» Exercise directions: Verbatim copy, images removed: write out the entries below.

» Study material:
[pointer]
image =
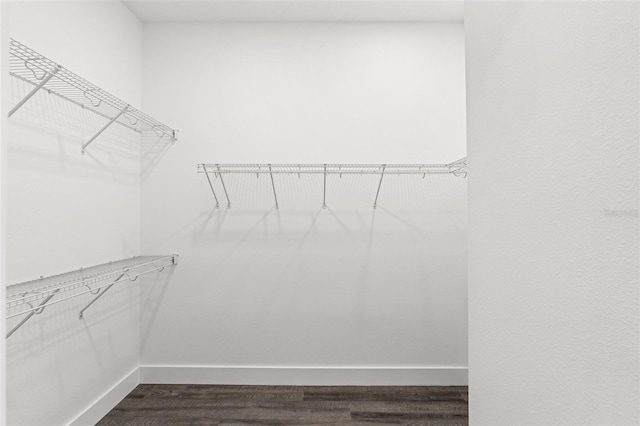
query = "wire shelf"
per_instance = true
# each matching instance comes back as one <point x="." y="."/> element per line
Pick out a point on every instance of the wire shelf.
<point x="31" y="297"/>
<point x="457" y="168"/>
<point x="31" y="67"/>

» Task output:
[pointer]
image =
query = "wire shelf"
per_instance = true
# each matching instance comes back as one <point x="." y="."/> element per line
Pick out a point on every instance of the wire shelf.
<point x="31" y="297"/>
<point x="457" y="168"/>
<point x="31" y="67"/>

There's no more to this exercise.